Copy out each line featuring the string "finger" from the entries beneath.

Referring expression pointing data
-- Opening Marker --
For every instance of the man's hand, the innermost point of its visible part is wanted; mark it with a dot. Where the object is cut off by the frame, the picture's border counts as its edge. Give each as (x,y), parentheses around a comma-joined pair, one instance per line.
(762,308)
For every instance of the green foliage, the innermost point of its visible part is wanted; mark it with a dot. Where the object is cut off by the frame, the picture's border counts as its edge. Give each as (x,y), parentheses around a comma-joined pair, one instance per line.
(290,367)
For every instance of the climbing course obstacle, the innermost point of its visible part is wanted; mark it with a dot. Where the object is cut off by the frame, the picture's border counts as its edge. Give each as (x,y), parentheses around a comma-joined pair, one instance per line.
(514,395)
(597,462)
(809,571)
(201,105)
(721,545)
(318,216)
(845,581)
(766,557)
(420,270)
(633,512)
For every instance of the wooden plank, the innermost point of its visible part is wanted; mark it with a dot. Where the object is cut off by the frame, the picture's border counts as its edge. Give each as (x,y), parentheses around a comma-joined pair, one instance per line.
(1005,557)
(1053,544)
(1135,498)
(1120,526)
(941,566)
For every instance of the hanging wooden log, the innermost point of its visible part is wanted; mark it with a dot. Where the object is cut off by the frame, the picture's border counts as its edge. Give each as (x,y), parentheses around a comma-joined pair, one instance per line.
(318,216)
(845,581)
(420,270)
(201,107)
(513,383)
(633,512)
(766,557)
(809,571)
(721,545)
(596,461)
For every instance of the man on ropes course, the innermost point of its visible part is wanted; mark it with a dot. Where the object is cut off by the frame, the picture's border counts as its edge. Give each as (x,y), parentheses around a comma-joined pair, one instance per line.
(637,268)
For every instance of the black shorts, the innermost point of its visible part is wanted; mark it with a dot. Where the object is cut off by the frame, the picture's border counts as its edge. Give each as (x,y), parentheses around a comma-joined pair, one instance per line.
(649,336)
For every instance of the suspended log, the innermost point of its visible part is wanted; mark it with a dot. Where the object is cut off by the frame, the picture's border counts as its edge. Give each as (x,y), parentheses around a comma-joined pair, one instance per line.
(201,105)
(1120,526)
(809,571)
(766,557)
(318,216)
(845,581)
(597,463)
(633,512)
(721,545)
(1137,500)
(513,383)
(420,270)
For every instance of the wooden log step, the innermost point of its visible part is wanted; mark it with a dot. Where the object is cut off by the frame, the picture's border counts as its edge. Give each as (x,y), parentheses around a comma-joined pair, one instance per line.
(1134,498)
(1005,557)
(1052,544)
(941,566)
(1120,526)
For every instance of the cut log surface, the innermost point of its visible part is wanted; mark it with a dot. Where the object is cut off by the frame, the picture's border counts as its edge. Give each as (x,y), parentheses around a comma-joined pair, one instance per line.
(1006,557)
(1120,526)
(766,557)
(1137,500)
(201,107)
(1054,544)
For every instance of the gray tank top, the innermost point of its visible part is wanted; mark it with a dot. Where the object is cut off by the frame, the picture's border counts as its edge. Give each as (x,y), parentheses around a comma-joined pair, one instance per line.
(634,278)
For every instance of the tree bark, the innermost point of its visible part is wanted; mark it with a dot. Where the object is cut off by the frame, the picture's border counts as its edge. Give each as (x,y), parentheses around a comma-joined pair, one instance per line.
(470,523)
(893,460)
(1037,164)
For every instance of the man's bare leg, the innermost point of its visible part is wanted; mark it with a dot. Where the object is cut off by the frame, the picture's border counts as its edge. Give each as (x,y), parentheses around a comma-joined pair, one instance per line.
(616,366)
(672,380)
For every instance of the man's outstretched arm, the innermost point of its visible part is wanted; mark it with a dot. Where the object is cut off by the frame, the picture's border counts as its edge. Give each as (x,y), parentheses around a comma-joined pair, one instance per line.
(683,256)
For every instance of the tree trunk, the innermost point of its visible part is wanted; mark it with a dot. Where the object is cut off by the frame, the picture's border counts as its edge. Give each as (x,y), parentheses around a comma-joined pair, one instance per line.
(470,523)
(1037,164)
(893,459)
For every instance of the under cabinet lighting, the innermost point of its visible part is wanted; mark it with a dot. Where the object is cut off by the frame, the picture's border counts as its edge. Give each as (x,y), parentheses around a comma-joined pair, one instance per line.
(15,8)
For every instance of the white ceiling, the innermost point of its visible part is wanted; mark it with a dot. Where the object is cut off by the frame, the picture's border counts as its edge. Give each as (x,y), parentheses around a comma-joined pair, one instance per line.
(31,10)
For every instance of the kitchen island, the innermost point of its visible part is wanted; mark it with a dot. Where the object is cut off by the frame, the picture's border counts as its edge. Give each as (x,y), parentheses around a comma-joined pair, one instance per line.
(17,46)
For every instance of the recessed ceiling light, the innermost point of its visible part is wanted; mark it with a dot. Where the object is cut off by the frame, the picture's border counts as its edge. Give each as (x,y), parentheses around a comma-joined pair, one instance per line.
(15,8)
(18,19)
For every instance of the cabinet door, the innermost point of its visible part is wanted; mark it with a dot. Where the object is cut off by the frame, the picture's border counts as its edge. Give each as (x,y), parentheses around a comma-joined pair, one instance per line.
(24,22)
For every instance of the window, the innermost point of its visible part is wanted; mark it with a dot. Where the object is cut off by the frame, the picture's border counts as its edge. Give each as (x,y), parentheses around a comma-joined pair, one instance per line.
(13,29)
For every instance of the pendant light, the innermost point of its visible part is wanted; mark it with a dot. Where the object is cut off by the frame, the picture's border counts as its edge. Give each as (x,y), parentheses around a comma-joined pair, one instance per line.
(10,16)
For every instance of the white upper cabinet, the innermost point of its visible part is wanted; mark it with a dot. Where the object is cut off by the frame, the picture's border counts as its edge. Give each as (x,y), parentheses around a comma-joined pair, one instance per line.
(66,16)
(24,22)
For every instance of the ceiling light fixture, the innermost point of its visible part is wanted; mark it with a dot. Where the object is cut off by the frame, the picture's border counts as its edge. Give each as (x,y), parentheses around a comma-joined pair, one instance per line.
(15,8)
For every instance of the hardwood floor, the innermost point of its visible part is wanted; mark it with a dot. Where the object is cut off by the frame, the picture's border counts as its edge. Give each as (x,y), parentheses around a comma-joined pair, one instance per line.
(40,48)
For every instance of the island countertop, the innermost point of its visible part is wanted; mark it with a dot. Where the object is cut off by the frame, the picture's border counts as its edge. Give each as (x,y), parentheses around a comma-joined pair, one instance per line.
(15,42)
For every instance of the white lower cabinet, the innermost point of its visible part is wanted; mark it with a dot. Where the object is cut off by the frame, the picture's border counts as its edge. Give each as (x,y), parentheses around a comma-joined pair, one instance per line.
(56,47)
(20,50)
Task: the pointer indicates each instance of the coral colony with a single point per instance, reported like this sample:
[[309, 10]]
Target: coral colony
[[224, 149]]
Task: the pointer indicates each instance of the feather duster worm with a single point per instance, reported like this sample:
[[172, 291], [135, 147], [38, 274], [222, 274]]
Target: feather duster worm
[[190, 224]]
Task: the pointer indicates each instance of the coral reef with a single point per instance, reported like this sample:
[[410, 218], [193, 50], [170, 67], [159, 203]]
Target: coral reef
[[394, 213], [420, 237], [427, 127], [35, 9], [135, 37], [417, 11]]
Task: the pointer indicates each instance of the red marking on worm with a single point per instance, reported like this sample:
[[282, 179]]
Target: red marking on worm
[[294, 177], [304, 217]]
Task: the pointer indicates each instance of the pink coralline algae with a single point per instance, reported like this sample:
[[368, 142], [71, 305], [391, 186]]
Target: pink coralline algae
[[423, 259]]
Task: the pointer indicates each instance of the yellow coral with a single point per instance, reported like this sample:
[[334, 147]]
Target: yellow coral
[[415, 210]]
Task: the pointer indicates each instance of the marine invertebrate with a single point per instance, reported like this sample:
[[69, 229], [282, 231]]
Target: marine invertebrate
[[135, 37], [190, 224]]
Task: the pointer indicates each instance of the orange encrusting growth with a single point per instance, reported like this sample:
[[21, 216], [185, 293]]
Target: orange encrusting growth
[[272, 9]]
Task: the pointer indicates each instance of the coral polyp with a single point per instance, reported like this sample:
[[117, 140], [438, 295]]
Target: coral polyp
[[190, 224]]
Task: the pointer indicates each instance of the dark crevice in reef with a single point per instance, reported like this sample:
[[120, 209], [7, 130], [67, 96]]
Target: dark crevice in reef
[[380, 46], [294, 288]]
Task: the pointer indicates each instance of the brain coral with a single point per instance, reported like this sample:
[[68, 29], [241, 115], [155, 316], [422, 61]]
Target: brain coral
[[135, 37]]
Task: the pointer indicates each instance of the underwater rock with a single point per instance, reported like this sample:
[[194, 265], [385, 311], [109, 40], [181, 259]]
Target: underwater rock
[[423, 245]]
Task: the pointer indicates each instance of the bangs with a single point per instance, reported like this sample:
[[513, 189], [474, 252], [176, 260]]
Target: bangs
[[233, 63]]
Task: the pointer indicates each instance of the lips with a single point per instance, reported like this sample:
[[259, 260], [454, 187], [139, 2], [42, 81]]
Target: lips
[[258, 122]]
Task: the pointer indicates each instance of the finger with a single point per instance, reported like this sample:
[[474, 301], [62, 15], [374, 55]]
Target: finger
-- Closing Marker --
[Task output]:
Task: the pointer indicates each instance of the finger with a single point per instance, reported like this sample:
Target: finger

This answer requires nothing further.